* Written instruction
Format the lines below as a Markdown table with two columns, Row and Text, numbering each row and skipping any blank lines.

* Data section
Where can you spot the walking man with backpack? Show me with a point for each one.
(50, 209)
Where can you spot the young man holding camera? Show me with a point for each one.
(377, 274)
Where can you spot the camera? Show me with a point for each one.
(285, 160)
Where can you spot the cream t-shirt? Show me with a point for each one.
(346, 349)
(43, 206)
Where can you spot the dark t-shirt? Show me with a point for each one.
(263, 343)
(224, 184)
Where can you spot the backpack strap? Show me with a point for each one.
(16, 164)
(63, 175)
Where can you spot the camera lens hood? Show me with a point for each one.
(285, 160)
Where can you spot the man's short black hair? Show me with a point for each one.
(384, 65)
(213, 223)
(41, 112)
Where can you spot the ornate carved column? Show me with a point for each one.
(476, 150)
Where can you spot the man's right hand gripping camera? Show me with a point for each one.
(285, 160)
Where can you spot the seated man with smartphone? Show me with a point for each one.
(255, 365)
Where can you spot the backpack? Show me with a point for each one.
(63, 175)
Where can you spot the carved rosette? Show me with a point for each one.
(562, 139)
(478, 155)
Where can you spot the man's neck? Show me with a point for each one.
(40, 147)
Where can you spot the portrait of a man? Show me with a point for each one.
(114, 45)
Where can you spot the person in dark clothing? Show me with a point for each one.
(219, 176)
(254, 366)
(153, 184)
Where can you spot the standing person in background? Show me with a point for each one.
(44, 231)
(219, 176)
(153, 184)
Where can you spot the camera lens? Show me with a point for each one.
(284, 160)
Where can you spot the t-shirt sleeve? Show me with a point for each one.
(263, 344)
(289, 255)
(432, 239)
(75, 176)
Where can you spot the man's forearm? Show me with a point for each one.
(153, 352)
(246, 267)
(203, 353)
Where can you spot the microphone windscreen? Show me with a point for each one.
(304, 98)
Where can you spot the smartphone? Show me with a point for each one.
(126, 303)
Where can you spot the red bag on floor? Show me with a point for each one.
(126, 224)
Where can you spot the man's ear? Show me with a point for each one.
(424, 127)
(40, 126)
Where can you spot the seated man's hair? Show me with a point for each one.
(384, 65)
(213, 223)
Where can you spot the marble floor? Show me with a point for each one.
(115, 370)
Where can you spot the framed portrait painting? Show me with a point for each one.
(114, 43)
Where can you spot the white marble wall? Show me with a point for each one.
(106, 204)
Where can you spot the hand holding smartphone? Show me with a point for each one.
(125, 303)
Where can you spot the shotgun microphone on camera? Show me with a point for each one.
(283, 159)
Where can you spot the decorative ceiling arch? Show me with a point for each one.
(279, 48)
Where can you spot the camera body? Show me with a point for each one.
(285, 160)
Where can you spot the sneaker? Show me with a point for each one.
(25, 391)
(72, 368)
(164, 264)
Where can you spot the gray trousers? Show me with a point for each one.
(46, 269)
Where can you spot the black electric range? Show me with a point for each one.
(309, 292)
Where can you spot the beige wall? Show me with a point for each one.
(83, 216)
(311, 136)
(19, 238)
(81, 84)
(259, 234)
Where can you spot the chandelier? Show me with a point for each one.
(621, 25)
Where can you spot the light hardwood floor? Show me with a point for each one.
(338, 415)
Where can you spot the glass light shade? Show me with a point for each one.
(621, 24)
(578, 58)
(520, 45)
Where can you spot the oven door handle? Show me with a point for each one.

* Solution to this exercise
| Row | Text |
|---|---|
| 1 | Where can you spot the walking man with backpack? Show me with a point for each one. |
| 2 | (50, 209) |
| 3 | Where can you spot the young man holding camera? Show me with a point for each one. |
| 4 | (377, 274) |
| 5 | Where can you spot the camera? Show me with a point for each one. |
| 6 | (285, 160) |
| 7 | Where can you spot the cream t-shirt? Show me with a point for each one. |
| 8 | (346, 349) |
| 9 | (43, 206) |
| 10 | Where can you spot the dark t-shirt? Show me with a point for each one. |
| 11 | (263, 343) |
| 12 | (224, 184) |
| 13 | Where can you spot the backpack strap? Show me with a point for each one. |
| 14 | (16, 164) |
| 15 | (63, 175) |
| 16 | Where can you spot the camera lens hood? Show me with a point for each one. |
| 17 | (285, 160) |
| 18 | Where can you spot the man's short black hair? Show me with a point for each one. |
| 19 | (384, 65) |
| 20 | (213, 223) |
| 21 | (41, 112) |
| 22 | Where can you spot the ornate carved column? Show me with a point for each one. |
| 23 | (476, 150) |
| 24 | Where can you spot the man's right hand gripping camera? Show me with a point for each one. |
| 25 | (285, 160) |
| 26 | Where can you spot the seated man with smartphone? Show me with a point for each one. |
| 27 | (255, 365) |
| 28 | Where can you spot the backpack? Show me with a point for each one. |
| 29 | (63, 175) |
| 30 | Where can you spot the carved rosette? Show me with a point for each one. |
| 31 | (562, 139) |
| 32 | (478, 155) |
| 33 | Where can you spot the man's neck? Show me with a point for each one. |
| 34 | (40, 147) |
| 35 | Where can you spot the portrait of a man? Show me with a point for each one. |
| 36 | (114, 45) |
| 37 | Where can you spot the person in dark clothing? Show me with a point for each one. |
| 38 | (219, 176) |
| 39 | (254, 366) |
| 40 | (153, 184) |
| 41 | Where can you spot the standing person in background? Show me with a point for each one. |
| 42 | (44, 231) |
| 43 | (219, 176) |
| 44 | (153, 184) |
| 45 | Where can you spot the camera lens? Show me with a point for each one. |
| 46 | (284, 160) |
| 47 | Where can you spot the t-shirt sleeve? Show me with a point for each one. |
| 48 | (263, 344) |
| 49 | (289, 255) |
| 50 | (432, 239) |
| 51 | (75, 176) |
| 52 | Where can you spot the man's forearm? Show me with a point for each one. |
| 53 | (153, 352) |
| 54 | (246, 267) |
| 55 | (203, 353) |
| 56 | Where can you spot the microphone windscreen? Show me with a point for each one. |
| 57 | (304, 98) |
| 58 | Where can you spot the smartphone? Show me with a point for each one. |
| 59 | (126, 303) |
| 60 | Where can you spot the red bag on floor? Show me with a point for each one. |
| 61 | (126, 224) |
| 62 | Where can you spot the man's ear? Show me with a point for each one. |
| 63 | (424, 127) |
| 64 | (40, 126) |
| 65 | Where can you spot the seated man's hair? Show me with a point for each one. |
| 66 | (384, 65) |
| 67 | (213, 223) |
| 68 | Where can you spot the marble floor? Show me with a point for each one. |
| 69 | (115, 370) |
| 70 | Where can you spot the framed portrait painting? Show me with a point for each one. |
| 71 | (114, 43) |
| 72 | Where can you spot the white marble wall? Show me with a point for each one. |
| 73 | (106, 204) |
| 74 | Where can you spot the hand holding smartphone? Show me with a point for each one. |
| 75 | (125, 303) |
| 76 | Where can you spot the shotgun microphone on camera? Show me with a point for each one. |
| 77 | (283, 159) |
| 78 | Where can you spot the decorative ceiling arch? Show me with a point for each one. |
| 79 | (279, 48) |
| 80 | Where can you spot the camera body? Show me with a point for each one. |
| 81 | (285, 160) |
| 82 | Where can you spot the sneaker? Show me with a point for each one. |
| 83 | (25, 391) |
| 84 | (72, 368) |
| 85 | (164, 264) |
| 86 | Where can you spot the gray trousers? Show me with a point for each one. |
| 87 | (46, 269) |
| 88 | Where can you spot the black electric range? Show me with a point for each one. |
| 89 | (309, 292) |
| 90 | Where can you spot the beige wall? Show me with a point for each one. |
| 91 | (83, 216) |
| 92 | (311, 136) |
| 93 | (19, 238) |
| 94 | (81, 84) |
| 95 | (259, 234) |
| 96 | Where can you spot the chandelier? Show me with a point for each one. |
| 97 | (621, 25) |
| 98 | Where can you spot the light hardwood floor? Show me with a point for each one. |
| 99 | (338, 415) |
| 100 | Where can you spot the glass light shade? Show me with a point for each one. |
| 101 | (621, 24) |
| 102 | (578, 58) |
| 103 | (520, 45) |
| 104 | Where can you spot the oven door handle? Show me with a point for each one. |